- PROBLEM TO WORK ON
Report how many lines in the entries below contain the word "Please", matching case exactly. Give only the number.

══════

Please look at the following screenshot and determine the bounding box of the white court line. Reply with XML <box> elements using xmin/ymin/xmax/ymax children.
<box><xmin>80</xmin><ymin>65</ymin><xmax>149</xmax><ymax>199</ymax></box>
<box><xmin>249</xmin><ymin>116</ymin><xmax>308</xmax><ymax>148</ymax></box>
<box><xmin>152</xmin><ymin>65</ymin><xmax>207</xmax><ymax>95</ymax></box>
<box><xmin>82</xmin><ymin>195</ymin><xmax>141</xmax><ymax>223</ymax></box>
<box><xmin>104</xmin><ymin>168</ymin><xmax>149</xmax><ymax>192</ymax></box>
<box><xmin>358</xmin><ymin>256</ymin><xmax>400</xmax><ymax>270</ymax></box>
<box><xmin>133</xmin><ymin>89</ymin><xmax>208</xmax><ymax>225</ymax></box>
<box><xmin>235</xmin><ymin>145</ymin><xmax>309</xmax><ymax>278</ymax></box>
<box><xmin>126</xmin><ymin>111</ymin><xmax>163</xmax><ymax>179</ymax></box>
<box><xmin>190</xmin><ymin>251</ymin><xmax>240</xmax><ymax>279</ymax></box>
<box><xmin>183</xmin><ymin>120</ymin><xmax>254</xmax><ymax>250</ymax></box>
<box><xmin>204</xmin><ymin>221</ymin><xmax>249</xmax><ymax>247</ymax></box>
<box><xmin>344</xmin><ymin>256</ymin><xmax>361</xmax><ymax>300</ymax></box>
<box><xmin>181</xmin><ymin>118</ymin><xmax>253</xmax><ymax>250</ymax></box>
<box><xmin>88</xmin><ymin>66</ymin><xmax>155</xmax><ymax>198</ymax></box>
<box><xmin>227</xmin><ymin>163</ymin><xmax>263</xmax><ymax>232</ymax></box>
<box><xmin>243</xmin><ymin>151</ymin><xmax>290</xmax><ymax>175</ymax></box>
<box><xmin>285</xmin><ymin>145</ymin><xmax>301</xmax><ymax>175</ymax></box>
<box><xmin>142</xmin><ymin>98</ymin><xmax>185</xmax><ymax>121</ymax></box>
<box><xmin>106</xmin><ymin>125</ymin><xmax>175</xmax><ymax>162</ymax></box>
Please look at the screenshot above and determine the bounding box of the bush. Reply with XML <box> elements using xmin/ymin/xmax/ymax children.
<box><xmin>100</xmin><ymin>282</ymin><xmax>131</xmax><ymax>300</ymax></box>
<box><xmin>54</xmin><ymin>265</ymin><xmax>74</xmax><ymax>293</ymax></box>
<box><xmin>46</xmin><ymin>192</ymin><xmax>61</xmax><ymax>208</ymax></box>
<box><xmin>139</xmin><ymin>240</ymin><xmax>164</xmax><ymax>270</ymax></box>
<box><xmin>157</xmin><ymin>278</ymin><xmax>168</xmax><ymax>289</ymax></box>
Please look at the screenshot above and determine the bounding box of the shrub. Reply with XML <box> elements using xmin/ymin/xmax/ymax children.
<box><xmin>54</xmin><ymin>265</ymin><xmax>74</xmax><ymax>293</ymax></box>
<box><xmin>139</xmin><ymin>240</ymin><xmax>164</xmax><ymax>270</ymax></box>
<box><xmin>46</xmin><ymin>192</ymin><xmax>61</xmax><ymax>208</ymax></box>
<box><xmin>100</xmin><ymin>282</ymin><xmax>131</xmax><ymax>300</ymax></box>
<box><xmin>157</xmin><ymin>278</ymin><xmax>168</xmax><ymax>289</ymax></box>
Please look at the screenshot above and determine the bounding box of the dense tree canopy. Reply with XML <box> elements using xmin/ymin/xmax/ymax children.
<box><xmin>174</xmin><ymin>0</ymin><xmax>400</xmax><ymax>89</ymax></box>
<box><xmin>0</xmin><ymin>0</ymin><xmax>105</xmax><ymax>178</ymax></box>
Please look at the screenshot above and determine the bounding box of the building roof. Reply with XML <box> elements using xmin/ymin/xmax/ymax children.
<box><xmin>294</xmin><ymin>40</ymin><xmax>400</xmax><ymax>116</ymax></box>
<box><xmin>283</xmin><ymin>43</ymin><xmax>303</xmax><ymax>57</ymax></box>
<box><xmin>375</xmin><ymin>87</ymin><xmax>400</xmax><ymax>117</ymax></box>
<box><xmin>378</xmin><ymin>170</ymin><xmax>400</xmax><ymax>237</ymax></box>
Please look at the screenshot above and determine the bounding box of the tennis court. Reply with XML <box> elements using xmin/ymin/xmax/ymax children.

══════

- OUTPUT FOR THIS EXERCISE
6